-- Document extract --
※
By Batool Ghaith – Sep 20,2021

Heike Harmgart

AMMAN — The European Bank for Reconstruction and Development’s (EBRD) investments in Jordan have reached 1.5 billion euros in 62 projects since 2012.

EBRD Managing Director for the southern and eastern Mediterranean region Heike Harmgart indicated that the EBRD have recently been in contact with partner banks and local small- and medium-sized enterprises in Jordan to evaluate the support system needed for them during the post-pandemic recovery period.

“Last year, we traded facilitation with Jordanian banks which was really important. One of the largest and most important projects we signed in 2021 was a $100 million deal with the National Electric Power Company (NEPCO) to support their ongoing transformation and for crisis response emergency facility due to the pandemic,” Harmgart told The Jordan Times during an interview on Monday.

At a time when many households cannot pay their electricity bills, it is important for NEPCO to be flexible and have the funds necessary to carry out critical investments, according to Harmgart.

“The project was critical to stabilise the electricity distribution and supply,” she added.

Harmgart indicated that the EBRD is a demand- driven institution.
※
-- Activity --
Rewrite the EBRD article starting with "At a time when" and going on through "demand- driven institution.", changing every "critical" to "essential".
※
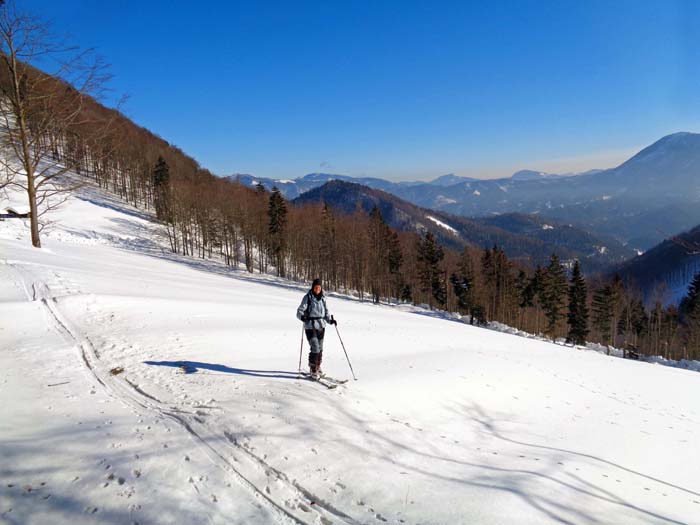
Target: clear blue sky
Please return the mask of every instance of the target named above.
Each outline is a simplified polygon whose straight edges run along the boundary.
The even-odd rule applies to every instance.
[[[700,2],[17,3],[222,175],[576,171],[700,131]]]

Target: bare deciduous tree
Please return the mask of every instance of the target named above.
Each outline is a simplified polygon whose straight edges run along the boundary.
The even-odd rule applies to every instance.
[[[107,80],[92,50],[65,45],[13,2],[0,5],[0,168],[27,193],[37,248],[46,213],[80,184],[66,175],[104,151],[96,146],[113,120],[86,111],[85,101],[101,96]]]

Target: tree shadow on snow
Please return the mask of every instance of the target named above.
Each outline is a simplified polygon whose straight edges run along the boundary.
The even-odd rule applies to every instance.
[[[288,370],[250,370],[246,368],[233,368],[226,365],[217,365],[213,363],[202,363],[200,361],[144,361],[145,365],[151,366],[169,366],[179,368],[185,374],[194,374],[199,370],[210,370],[222,374],[236,374],[252,377],[264,377],[266,379],[298,379],[298,372],[290,372]]]

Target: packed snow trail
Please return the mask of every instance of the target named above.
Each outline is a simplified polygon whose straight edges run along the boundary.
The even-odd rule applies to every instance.
[[[97,192],[61,215],[43,250],[0,223],[1,520],[698,522],[697,373],[331,295],[360,380],[326,390],[304,287]]]

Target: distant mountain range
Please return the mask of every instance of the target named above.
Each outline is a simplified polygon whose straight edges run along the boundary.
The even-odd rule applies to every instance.
[[[678,303],[700,271],[700,226],[623,263],[617,272],[638,286],[646,301]]]
[[[289,199],[329,180],[344,180],[453,215],[538,214],[641,250],[700,224],[700,134],[687,132],[663,137],[616,168],[582,174],[522,170],[505,179],[443,175],[398,183],[325,173],[295,180],[232,177],[268,189],[276,185]]]
[[[530,263],[545,263],[552,253],[562,259],[579,258],[584,268],[597,271],[634,255],[612,239],[600,239],[572,226],[563,226],[538,216],[504,214],[467,219],[421,208],[387,192],[343,180],[333,180],[303,193],[293,204],[327,203],[334,211],[352,213],[358,207],[369,213],[375,206],[384,220],[402,231],[432,232],[444,245],[502,247],[509,257]]]

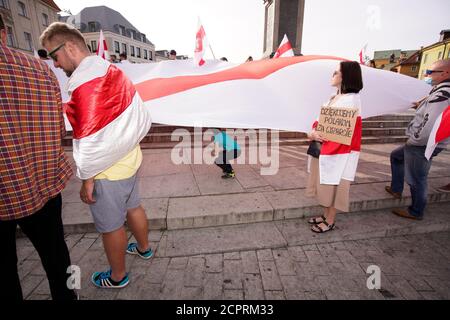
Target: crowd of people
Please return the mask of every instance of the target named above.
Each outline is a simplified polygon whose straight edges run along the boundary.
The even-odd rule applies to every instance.
[[[0,248],[3,253],[0,273],[4,279],[0,298],[23,299],[16,253],[16,228],[19,225],[39,253],[52,298],[76,299],[76,292],[66,285],[71,260],[64,240],[61,191],[73,172],[61,145],[65,126],[60,88],[45,63],[6,46],[6,30],[1,15],[0,35]],[[71,81],[79,77],[80,70],[89,69],[96,74],[105,65],[101,57],[90,54],[82,34],[68,24],[51,24],[40,41],[48,52],[47,56],[44,52],[39,54],[42,59],[50,57],[55,67],[61,68],[69,77],[73,75],[69,79],[69,88],[74,85]],[[111,62],[118,62],[116,56],[111,56],[111,59]],[[175,50],[170,52],[169,59],[176,59]],[[120,54],[119,60],[127,63],[126,54]],[[222,60],[226,61],[226,58]],[[248,61],[251,60],[249,57]],[[120,69],[113,71],[124,83],[115,89],[117,95],[126,96],[126,90],[134,90]],[[424,156],[425,146],[436,118],[449,105],[450,60],[434,63],[427,74],[434,87],[417,107],[407,129],[408,141],[392,151],[392,183],[386,187],[389,194],[400,198],[406,180],[412,204],[406,209],[396,209],[394,213],[418,220],[424,216],[427,176],[432,163]],[[95,82],[90,90],[96,90],[96,86],[101,85],[99,83]],[[330,98],[328,106],[352,105],[359,111],[364,108],[360,99],[363,78],[359,63],[341,62],[333,73],[331,84],[336,88],[336,94]],[[142,103],[139,96],[136,99],[136,103]],[[324,212],[308,222],[313,232],[324,233],[335,229],[338,211],[349,211],[350,183],[357,170],[362,124],[359,117],[350,146],[327,141],[315,130],[316,126],[317,122],[308,133],[314,143],[308,152],[310,175],[306,192],[317,197]],[[222,148],[216,165],[222,169],[224,178],[233,178],[235,172],[228,161],[240,155],[240,147],[218,129],[214,139]],[[436,148],[433,157],[445,148],[447,142]],[[126,272],[125,254],[134,254],[142,259],[153,255],[148,242],[147,216],[141,206],[136,178],[142,157],[137,142],[131,151],[118,155],[119,160],[110,163],[107,169],[82,180],[80,199],[90,207],[110,265],[107,270],[91,275],[93,285],[99,288],[128,285],[130,279]],[[78,163],[77,169],[80,169]],[[135,242],[128,243],[125,222]]]

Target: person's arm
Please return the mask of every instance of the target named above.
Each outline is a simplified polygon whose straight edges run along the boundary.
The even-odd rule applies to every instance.
[[[95,203],[95,199],[93,197],[94,193],[94,178],[89,178],[87,180],[83,180],[83,184],[80,189],[80,199],[84,203],[93,204]]]
[[[424,98],[422,98],[422,99],[420,99],[419,101],[417,101],[417,102],[413,102],[413,105],[412,105],[412,109],[417,109],[421,104],[422,104],[422,102],[424,102],[425,101],[425,99],[426,99],[427,97],[424,97]]]

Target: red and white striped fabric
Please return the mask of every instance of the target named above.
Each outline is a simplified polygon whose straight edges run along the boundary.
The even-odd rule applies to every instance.
[[[292,46],[291,43],[289,42],[289,39],[287,38],[287,35],[284,35],[283,40],[281,41],[280,46],[278,47],[277,52],[275,52],[273,58],[276,59],[293,56],[294,50],[292,50]]]
[[[366,64],[367,43],[359,52],[359,63]]]
[[[203,28],[200,19],[198,19],[197,33],[195,34],[195,51],[194,51],[194,62],[197,66],[202,66],[205,64],[203,56],[205,55],[206,48],[208,46],[208,40],[206,39],[205,29]]]
[[[361,115],[361,97],[359,94],[345,94],[332,104],[334,108],[356,108]],[[313,128],[317,126],[314,122]],[[319,157],[320,183],[338,185],[341,179],[354,181],[361,151],[362,118],[356,119],[355,131],[349,146],[327,141],[322,144]]]
[[[151,127],[150,110],[122,70],[99,56],[85,58],[67,85],[77,176],[88,179],[145,137]]]
[[[98,39],[97,55],[105,60],[109,59],[108,46],[106,45],[105,37],[103,36],[103,30],[100,30],[100,38]]]
[[[436,119],[433,130],[428,138],[427,148],[425,150],[425,157],[430,160],[431,155],[436,149],[439,142],[450,137],[450,106],[442,112]]]

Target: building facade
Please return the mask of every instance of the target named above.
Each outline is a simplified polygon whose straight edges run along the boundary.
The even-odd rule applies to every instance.
[[[419,79],[425,77],[427,70],[434,62],[450,58],[450,30],[442,30],[439,42],[422,48],[422,60],[419,69]]]
[[[264,0],[263,56],[277,51],[286,34],[296,55],[301,53],[305,0]]]
[[[400,59],[400,62],[391,68],[391,71],[404,74],[405,76],[418,78],[420,68],[421,51],[416,51],[406,59]]]
[[[97,52],[100,30],[108,46],[108,53],[119,57],[126,53],[133,63],[155,62],[155,45],[119,12],[106,6],[84,8],[77,15],[60,17],[83,34],[91,52]]]
[[[60,11],[53,0],[0,0],[8,47],[33,54],[33,49],[41,48],[40,35],[58,21]]]

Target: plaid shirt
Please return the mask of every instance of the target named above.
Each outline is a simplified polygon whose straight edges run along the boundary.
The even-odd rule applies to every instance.
[[[27,217],[64,189],[72,176],[64,135],[53,72],[0,43],[0,221]]]

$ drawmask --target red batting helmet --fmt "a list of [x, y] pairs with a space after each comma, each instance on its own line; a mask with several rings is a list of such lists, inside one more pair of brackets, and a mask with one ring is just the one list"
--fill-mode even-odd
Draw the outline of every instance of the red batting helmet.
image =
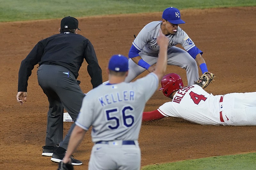
[[163, 90], [164, 95], [168, 97], [172, 93], [184, 86], [181, 78], [175, 73], [169, 73], [163, 77], [161, 85], [162, 87], [159, 90]]

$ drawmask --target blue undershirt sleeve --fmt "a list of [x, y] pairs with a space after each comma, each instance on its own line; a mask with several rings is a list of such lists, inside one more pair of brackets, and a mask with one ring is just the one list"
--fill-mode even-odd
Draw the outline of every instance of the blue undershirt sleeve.
[[130, 50], [129, 51], [128, 56], [129, 58], [137, 57], [140, 55], [139, 55], [139, 53], [140, 52], [140, 50], [136, 48], [133, 44], [132, 44], [132, 47], [131, 47], [131, 48], [130, 48]]

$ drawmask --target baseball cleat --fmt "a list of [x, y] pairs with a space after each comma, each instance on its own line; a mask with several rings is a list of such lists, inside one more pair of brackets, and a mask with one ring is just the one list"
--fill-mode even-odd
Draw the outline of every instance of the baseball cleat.
[[[51, 159], [51, 160], [52, 162], [55, 163], [59, 163], [61, 161], [63, 158], [64, 158], [65, 155], [65, 154], [59, 154], [57, 153], [57, 152], [54, 152], [52, 154], [52, 158]], [[73, 165], [80, 165], [83, 164], [82, 161], [74, 159], [73, 156], [71, 156], [70, 158], [71, 160], [71, 164]]]
[[52, 156], [53, 151], [58, 148], [58, 145], [56, 146], [44, 146], [42, 147], [43, 153], [42, 156]]

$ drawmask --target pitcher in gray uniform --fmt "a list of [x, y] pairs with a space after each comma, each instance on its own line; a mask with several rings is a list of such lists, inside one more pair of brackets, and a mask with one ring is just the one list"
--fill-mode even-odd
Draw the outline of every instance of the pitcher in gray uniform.
[[[159, 50], [156, 37], [159, 30], [169, 39], [167, 64], [184, 69], [188, 85], [198, 79], [197, 63], [203, 73], [208, 71], [201, 56], [203, 52], [179, 26], [185, 23], [180, 19], [179, 10], [172, 7], [167, 8], [162, 17], [161, 21], [153, 21], [145, 26], [132, 42], [128, 55], [129, 73], [126, 82], [132, 81], [146, 70], [149, 72], [154, 70], [153, 65], [156, 62]], [[175, 46], [178, 44], [186, 51]]]
[[60, 166], [70, 162], [69, 157], [92, 126], [95, 144], [89, 169], [140, 169], [138, 140], [142, 112], [167, 66], [168, 39], [160, 33], [157, 43], [160, 50], [156, 69], [134, 82], [124, 82], [128, 74], [128, 59], [120, 55], [112, 56], [108, 69], [109, 83], [95, 88], [84, 98]]

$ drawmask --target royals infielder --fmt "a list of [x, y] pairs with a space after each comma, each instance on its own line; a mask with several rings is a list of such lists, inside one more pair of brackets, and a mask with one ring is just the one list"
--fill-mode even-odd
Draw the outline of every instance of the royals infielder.
[[164, 76], [161, 84], [159, 90], [172, 101], [144, 112], [143, 121], [172, 116], [203, 125], [256, 125], [256, 92], [214, 96], [196, 85], [184, 87], [175, 73]]
[[124, 82], [128, 74], [128, 59], [120, 55], [111, 57], [109, 83], [95, 88], [84, 98], [63, 163], [70, 161], [69, 157], [91, 126], [95, 144], [89, 170], [140, 169], [138, 140], [142, 113], [166, 70], [168, 39], [160, 34], [157, 39], [160, 49], [156, 70], [134, 82]]
[[[157, 59], [159, 46], [156, 37], [159, 30], [169, 40], [167, 64], [185, 69], [188, 85], [193, 84], [198, 79], [196, 63], [203, 73], [208, 71], [201, 56], [203, 52], [179, 26], [185, 23], [180, 19], [179, 10], [171, 7], [164, 11], [161, 21], [153, 21], [145, 26], [134, 39], [129, 52], [129, 72], [125, 81], [132, 81], [146, 70], [149, 72], [154, 70], [155, 67], [152, 66]], [[178, 44], [186, 51], [175, 47]]]

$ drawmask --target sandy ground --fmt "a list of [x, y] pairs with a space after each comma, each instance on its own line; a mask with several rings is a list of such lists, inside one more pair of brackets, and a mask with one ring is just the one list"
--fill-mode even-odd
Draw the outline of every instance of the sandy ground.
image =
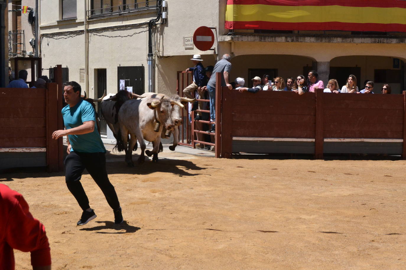
[[[134, 168], [109, 156], [118, 225], [87, 173], [97, 217], [82, 226], [63, 173], [0, 181], [45, 225], [54, 269], [406, 268], [405, 161], [160, 155]], [[15, 253], [17, 269], [30, 269], [29, 254]]]

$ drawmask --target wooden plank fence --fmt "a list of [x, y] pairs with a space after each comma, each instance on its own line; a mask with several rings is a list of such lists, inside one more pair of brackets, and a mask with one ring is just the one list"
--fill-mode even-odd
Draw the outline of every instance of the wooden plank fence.
[[299, 96], [283, 91], [240, 93], [225, 87], [217, 91], [219, 157], [238, 152], [313, 154], [317, 159], [326, 153], [406, 156], [405, 91], [346, 94], [320, 89]]
[[49, 172], [63, 170], [62, 139], [52, 133], [63, 127], [58, 115], [62, 90], [0, 88], [0, 168], [45, 166]]

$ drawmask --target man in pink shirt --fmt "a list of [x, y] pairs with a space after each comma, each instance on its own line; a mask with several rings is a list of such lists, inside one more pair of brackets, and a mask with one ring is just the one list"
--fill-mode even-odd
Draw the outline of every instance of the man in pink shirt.
[[324, 84], [323, 83], [322, 81], [319, 80], [319, 74], [317, 71], [314, 70], [309, 71], [307, 78], [309, 79], [309, 92], [314, 93], [316, 89], [318, 88], [324, 89]]

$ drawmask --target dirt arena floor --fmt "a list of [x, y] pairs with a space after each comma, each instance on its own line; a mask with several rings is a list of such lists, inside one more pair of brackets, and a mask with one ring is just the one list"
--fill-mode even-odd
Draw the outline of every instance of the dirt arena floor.
[[[82, 226], [63, 173], [0, 181], [45, 225], [54, 269], [406, 268], [405, 161], [160, 156], [129, 168], [109, 155], [119, 225], [87, 173], [97, 217]], [[15, 253], [17, 269], [31, 269]]]

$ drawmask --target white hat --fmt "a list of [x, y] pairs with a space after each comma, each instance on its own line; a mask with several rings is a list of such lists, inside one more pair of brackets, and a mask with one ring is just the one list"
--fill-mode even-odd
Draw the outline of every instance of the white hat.
[[202, 61], [203, 60], [200, 58], [200, 54], [195, 54], [193, 55], [193, 58], [190, 59], [190, 60], [196, 60], [197, 61]]

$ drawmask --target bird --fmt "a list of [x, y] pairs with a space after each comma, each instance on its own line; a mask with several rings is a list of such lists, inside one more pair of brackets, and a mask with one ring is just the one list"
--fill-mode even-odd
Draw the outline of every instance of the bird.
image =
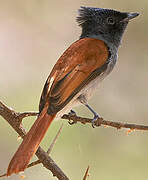
[[39, 115], [12, 157], [7, 176], [24, 171], [37, 151], [51, 122], [77, 105], [93, 113], [92, 126], [100, 117], [88, 100], [114, 68], [118, 48], [129, 21], [139, 13], [80, 7], [76, 19], [82, 32], [54, 65], [39, 103]]

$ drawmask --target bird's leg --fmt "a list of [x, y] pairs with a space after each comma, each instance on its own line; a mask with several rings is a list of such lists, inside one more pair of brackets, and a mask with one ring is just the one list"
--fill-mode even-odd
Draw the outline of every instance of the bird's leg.
[[[74, 110], [70, 110], [70, 112], [68, 113], [68, 115], [70, 115], [70, 116], [76, 116], [77, 114], [76, 114], [76, 112], [74, 111]], [[70, 124], [70, 125], [73, 125], [73, 124], [76, 124], [77, 122], [76, 121], [68, 121], [68, 123]]]
[[68, 115], [76, 116], [77, 114], [76, 114], [76, 112], [74, 110], [71, 109], [70, 112], [68, 113]]
[[79, 101], [83, 104], [83, 105], [85, 105], [92, 113], [93, 113], [93, 115], [94, 115], [94, 117], [93, 117], [93, 119], [92, 119], [92, 127], [94, 128], [95, 126], [95, 121], [98, 119], [98, 118], [100, 118], [100, 116], [99, 116], [99, 114], [98, 113], [96, 113], [90, 106], [89, 106], [89, 104], [87, 103], [87, 100], [86, 100], [86, 98], [85, 98], [85, 96], [84, 95], [80, 95], [79, 96]]
[[92, 121], [91, 121], [91, 124], [92, 124], [92, 127], [95, 128], [95, 121], [100, 118], [99, 114], [96, 113], [88, 104], [84, 104], [94, 115]]

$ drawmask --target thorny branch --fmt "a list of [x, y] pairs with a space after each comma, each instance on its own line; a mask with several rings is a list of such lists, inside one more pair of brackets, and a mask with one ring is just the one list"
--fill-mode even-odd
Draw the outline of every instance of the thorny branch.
※
-- Final answer --
At a time when many households cannot pay their electricity bills, it is important for NEPCO to be flexible and have the funds necessary to carry out essential investments, according to Harmgart.

“The project was essential to stabilise the electricity distribution and supply,” she added.

Harmgart indicated that the EBRD is a demand- driven institution.